Görevin Amacı: Beş sayısının simgeselliğini anlatan aşağıdaki metinde, "anlatılmak istenir…" ile biten cümle hangi şeylerin anlatılmak istendiğini sıralıyor?

Kaynak Metin:
---+---
İki sayısı dişi  dünyevi ve dünyaya ait olanı üç ise erkek ve semavi göksel olanı simgelediğinden beş ikiliğin “Bir”e dönüşmesini, ruhsal özü ve Tanrı’ya dönüşü ifade eder. Her türlü ikiliğin aşılması, insanın düalitenin üzerine çıkmasını ve her şeye daha tekil ve bütünsel bir anlayışla bakmasını anlatmak ister. Bu aynı zamanda günümüz kuantum fiziği ile kadim bilgeliği birleştiren köprünün bir işareti; bu çağın gereği olarak birleşen bütüncül ve holistik anlayışın da bir yansımasıdır. Yani sembol olarak beşle ifade edilen kişilerde gökyüzü ile yeryüzünü birleştirme potansiyeli vardır. İyi birer aracı olma niteliği taşırlar ve evrensel enerjiler onlardan çok rahat akar. Ruh ve madde dengesini çok iyi kurabilirler, Mevlevilikteki semazenler gibi bir elleri gökte, bir elleri yerdedir yani gökten aldıklarını yere verme kapasiteleri hayli yüksektir.

Beş Tanrı'nın insan aracığıyla kendini maddede tezahür ettirmesi anlamına da gelir.  En kısa tanımıyla kutsal evliliği simgeler. Bu özel ve önemli sayı Tanrı'ya birliktelik ve bütünleşme arzusunu simgelediği gibi o kişiye ait bazı temel bilgileri de ifade etmesi açısından da hayli önemlidir. Ezoterik öğretilerdeki ‘Mistik Düğün’ sembolünün İslam tasavvufundaki karşılığı Mevlana'nın Şebi-'Aruz'unda en iyi ifade şeklini bulur. İnsanın Tanrı'ya kendini vakfetmesi, varlığının sebebi hikmetini Tanrı’da bulması, Tanrı’nın Işığını, yeryüzünde yaşarken en uygun şekilde yansıtarak başkalarına örnek olması ve Tanrı’ya yönelmek için diğerleri üzerinde de cazibe yaratması anlatılmak istenir…

Simyada, Çin ve Pers tradisyonlarında, Hıristiyanlıkta, İslam’da ve Yahudilikte, Maniheizm Dini’nde, Pisagor Ekolü’nde, Babil’de, Eski Mısır’da ve Hinduizm’de, Şamanizm’de, Maya ve Kuzey Amerika Kızılderilileri’nde yerinin olduğu görülür.
---+---
Veri Alıntısı:
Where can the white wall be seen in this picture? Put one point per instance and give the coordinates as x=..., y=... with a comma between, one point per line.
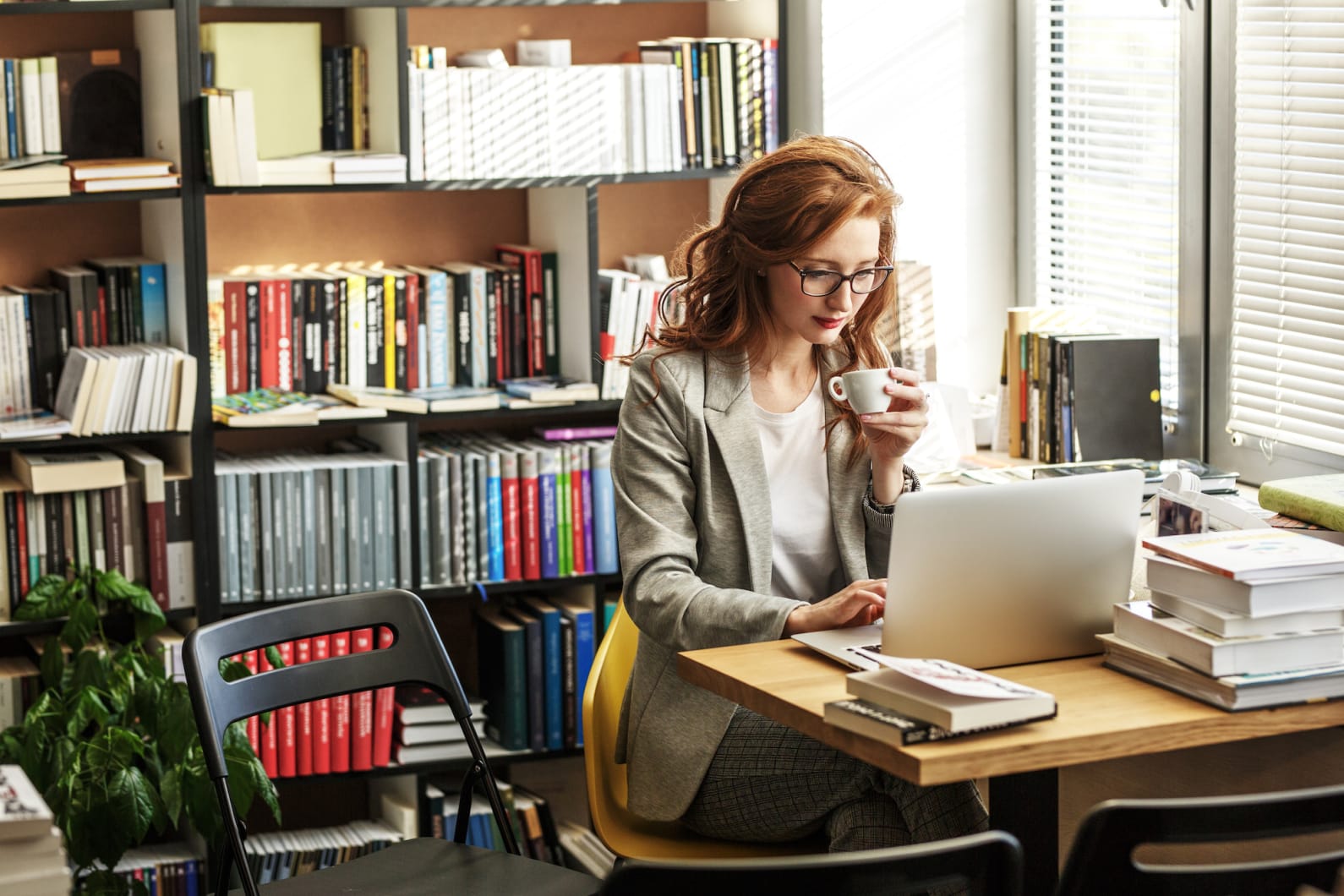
x=927, y=88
---+---
Tamamlanmış Alıştırma:
- İnsanın Tanrı'ya kendini vakfetmesi
- Varlığının sebebi hikmetini Tanrı'da bulması
- Tanrı'nın Işığını yeryüzünde yaşarken en uygun şekilde yansıtarak başkalarına örnek olması
- Tanrı'ya yönelmek için diğerleri üzerinde de cazibe yaratması